__TEXTO FORNECIDO__:

──────────

Uma equipa internacional, incluindo um investigador ligado ao centro de investigação cE3c, da Universidade de Lisboa, estudou o comportamento destes mega-herbívoros numa reserva em Moçambique. Ouça os sons que fazem estes animais.
Os resultados do estudo, que foram agora publicados na revista Current Biology, identificam diferenças nas respostas que os hipopótamos dão face às vocalizações de outros hipopótamos – consoante sejam do mesmo grupo, vizinhos ou estranhos.
A espécie Hippopotamus amphibius é um dos três mega-herbívoros de África, juntamente com o elefante e o rinoceronte, pois pesam todos mais do que uma tonelada. Apesar de o hipopótamo não ser considerado em risco de extinção, as suas populações decresceram dramaticamente nas últimas décadas. E a biologia da espécie – cujo conhecimento é importante para as estratégias de conservação – “é ainda misteriosa em muitos aspectos.”
“Estudar a biologia comportamental dos hipopótamos na natureza é complicado. É difícil, se não impossível, identificar e marcar indivíduos e por vezes altamente desafiante localizá-los”, explicam os quatro autores no artigo. Da equipa fazem parte Paulo Fonseca – professor na Faculdade de Ciências da Universidade de Lisboa e investigador do cE3c – Centro de Ecologia Evolução e Alterações Ambientais – e ainda outros investigadores ligados às universidades francesas de Saint-Etienne e de Lyon.
Os hipopótamos alimentam-se de noite, quase sempre de forma solitária, mas de dia permanecem em grupos dentro de água. Sabe-se que esses grupos são “socialmente estruturados em torno de um macho dominante, um número variável de fêmeas e os seus juvenis e alguns machos periféricos”. E acredita-se também que “o sistema social da espécie se baseia em sinais de comunicação”, uma vez que os hipopótamos “são muito vocais”.
Os sons que estes animais emitem incluem aliás um amplo repertório vocal, incluindo grunhidos e guinchos, e podem ser ouvidos até mais de um quilómetro de distância, indica uma nota de imprensa do cE3c. Mas está por saber, em grande medida, para que servem essas vocalizações.

──────────

__MATERIAL DE ESTUDO__:

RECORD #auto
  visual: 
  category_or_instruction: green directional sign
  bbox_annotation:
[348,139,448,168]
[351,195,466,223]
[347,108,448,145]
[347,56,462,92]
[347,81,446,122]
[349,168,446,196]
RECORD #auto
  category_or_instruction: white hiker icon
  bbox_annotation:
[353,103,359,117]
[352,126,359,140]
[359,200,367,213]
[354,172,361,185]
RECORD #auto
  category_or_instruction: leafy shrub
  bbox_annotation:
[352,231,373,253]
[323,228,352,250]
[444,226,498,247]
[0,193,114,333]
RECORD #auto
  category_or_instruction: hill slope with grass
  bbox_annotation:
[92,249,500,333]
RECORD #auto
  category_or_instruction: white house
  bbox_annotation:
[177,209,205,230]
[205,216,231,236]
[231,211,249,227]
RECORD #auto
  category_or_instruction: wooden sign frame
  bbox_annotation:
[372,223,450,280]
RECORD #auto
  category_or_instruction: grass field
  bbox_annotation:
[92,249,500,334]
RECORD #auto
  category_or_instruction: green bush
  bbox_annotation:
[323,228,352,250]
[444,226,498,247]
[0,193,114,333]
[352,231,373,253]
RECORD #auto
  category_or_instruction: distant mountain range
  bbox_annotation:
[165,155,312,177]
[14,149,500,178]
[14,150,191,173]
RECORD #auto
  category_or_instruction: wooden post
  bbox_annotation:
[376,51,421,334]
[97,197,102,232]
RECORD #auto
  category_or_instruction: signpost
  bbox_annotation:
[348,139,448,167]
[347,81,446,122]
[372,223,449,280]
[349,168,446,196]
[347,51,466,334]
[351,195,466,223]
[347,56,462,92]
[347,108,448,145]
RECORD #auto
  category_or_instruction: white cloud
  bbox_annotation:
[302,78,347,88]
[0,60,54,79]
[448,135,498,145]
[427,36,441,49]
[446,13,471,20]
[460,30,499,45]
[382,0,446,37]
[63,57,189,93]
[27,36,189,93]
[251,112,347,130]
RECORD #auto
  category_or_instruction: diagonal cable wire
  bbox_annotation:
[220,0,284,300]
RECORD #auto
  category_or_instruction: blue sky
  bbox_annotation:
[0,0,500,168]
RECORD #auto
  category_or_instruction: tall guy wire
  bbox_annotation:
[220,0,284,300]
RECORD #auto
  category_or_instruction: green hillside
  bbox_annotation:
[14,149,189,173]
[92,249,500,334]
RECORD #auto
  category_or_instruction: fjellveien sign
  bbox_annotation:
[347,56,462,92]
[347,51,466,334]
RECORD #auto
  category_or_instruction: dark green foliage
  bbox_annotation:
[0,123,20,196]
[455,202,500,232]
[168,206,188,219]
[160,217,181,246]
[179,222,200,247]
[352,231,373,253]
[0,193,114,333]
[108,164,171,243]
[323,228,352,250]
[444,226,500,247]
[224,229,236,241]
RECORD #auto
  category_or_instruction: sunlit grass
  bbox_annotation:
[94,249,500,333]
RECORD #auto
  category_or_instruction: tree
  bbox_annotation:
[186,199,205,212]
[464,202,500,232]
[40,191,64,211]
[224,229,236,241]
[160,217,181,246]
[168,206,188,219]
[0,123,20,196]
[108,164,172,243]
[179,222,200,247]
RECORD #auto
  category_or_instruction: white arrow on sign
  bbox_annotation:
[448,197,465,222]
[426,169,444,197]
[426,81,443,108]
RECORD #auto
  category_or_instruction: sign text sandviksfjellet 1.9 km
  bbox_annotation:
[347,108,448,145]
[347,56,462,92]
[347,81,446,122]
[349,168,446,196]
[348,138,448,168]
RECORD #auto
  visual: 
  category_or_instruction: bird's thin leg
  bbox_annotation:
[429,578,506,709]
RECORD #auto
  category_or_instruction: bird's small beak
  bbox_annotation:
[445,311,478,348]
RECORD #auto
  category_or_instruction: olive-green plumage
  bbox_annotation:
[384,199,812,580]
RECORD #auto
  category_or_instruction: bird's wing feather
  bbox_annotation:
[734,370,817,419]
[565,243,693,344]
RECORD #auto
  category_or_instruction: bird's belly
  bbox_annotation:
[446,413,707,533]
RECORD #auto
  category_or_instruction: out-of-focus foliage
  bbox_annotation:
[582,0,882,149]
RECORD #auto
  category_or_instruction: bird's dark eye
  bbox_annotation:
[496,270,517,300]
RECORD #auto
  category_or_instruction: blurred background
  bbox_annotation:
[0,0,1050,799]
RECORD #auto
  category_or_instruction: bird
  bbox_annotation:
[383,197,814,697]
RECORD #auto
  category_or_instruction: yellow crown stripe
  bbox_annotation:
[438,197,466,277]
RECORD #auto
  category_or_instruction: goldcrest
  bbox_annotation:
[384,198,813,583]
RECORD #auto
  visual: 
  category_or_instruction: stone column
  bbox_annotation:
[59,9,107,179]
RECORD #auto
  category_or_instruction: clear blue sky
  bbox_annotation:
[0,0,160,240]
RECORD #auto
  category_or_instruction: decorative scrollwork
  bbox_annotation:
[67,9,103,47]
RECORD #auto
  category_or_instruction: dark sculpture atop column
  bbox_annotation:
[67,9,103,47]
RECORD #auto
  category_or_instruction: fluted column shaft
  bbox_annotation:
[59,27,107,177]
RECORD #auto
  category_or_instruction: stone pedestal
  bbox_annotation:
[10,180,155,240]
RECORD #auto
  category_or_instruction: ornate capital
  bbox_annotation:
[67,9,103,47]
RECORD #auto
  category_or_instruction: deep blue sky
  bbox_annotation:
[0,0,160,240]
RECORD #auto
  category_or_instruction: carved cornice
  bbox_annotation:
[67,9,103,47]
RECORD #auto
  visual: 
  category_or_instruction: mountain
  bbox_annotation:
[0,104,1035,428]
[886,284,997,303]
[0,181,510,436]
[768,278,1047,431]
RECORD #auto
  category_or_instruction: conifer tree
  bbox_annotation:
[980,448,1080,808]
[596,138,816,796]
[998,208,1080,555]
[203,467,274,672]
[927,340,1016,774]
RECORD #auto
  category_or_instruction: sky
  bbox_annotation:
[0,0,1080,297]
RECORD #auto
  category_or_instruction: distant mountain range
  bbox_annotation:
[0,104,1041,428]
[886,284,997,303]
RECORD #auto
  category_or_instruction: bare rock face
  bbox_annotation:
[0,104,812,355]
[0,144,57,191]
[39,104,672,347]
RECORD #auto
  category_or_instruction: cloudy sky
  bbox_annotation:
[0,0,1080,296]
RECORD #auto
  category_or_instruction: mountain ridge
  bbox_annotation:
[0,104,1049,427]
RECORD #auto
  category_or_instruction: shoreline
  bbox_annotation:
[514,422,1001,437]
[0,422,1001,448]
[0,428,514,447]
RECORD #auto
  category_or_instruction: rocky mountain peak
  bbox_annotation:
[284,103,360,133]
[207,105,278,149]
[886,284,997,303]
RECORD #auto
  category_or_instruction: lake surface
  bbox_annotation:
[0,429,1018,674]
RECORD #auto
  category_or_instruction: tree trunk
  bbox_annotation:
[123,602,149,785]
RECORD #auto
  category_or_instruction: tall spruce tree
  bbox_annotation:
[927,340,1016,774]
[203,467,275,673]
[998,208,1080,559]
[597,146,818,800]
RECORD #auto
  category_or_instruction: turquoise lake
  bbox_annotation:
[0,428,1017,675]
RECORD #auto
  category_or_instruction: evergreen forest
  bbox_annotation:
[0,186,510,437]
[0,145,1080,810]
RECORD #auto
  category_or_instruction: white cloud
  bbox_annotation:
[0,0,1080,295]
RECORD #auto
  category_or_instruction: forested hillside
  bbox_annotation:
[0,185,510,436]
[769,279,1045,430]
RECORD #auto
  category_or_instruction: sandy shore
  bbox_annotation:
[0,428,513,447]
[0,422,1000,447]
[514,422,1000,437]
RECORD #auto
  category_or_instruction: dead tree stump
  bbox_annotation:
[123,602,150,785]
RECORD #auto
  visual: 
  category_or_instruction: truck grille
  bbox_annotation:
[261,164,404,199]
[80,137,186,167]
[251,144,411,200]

──────────

__O QUE SE PEDE__:
1. Responda a estas perguntas com base no texto sobre os hipopótamos:
(a) Em que país fica a reserva onde os hipopótamos foram estudados?
(b) Em que revista foram publicados os resultados do estudo?
(c) Até que distância podem ser ouvidos os sons destes animais?
2. Diga se cada afirmação está de acordo com o texto sobre os hipopótamos e cite as palavras do texto que o decidem:
(a) O hipopótamo é considerado uma espécie em risco de extinção.
(b) Os hipopótamos alimentam-se de noite, quase sempre sozinhos.
(c) O artigo foi escrito por cinco autores.
3. Prolongue o texto sobre os hipopótamos a partir da última frase apresentada.
As entradas provêm de outra fonte.

__RESPOSTAS DADAS__:
1.
(a) Moçambique.
(b) Na revista Current Biology.
(c) Até mais de um quilómetro.

2.
(a) Não: "Apesar de o hipopótamo não ser considerado em risco de extinção".
(b) Sim: "Os hipopótamos alimentam-se de noite, quase sempre de forma solitária".
(c) Não: "explicam os quatro autores no artigo".

3.
Ouça um exemplo de sons de hipopótamos ouvidos na Reserva Especial de Maputo, gravado pelos investigadores:
Para compreender se são usadas para reconhecer amigos e estranhos, “os investigadores gravaram o som produzido por indivíduos de sete grupos diferentes de hipopótamos que vivem na Reserva Especial de Maputo, em Moçambique, e reproduziram-nos para cada grupo, a partir de um altifalante.”
A equipa decidiu focar-se numa vocalização conhecida em inglês como ‘wheeze honk’ – que significa algo como “arquejar buzina” – que é a mais utilizada por estes mamíferos quando comunicam entre si. Acredita-se que este chamamento é importante para a coesão social dos grupos, mas não se sabe bem qual será o seu papel exacto.
Ouça uma destas vocalizações ‘wheeze honk‘, recolhida pelos investigadores na Reserva Especial de Maputo:
Ao comparar as reacções dos hipopótamos perante os sons gravados, os cientistas perceberam que as respostas eram menos intensas quando ouviam vocalizações de outros animais do mesmo grupo ou de grupos vizinhos no mesmo lago.
Já ao ouvirem os sons de hipopótamos desconhecidos, emitiram “sons mais rápidos e mais frequentes” e “mostraram-se mais agressivos”. “Aproximaram-se do emissor de som e geralmente marcaram o seu território, defecando e lançando fezes em todas as direções, com o auxílio das caudas”.
Conclusão? Estes animais parecem conseguir diferenciar entre os sons daqueles que pertencem ao mesmo grupo, ou são vizinhos, e aqueles que são emitidos por grupos desconhecidos. A equipa acredita também que “os hipopótamos provavelmente conseguem distinguir diferentes indivíduos”, mas para já ainda não está comprovado.
Por outro lado, a chegada de um hipopótamo desconhecido parece ser mais ameaçadora do que a de um animal vizinho. Esse tipo de reconhecimento vocal existe também noutros grandes mamíferos, como por exemplo o elefante marinho.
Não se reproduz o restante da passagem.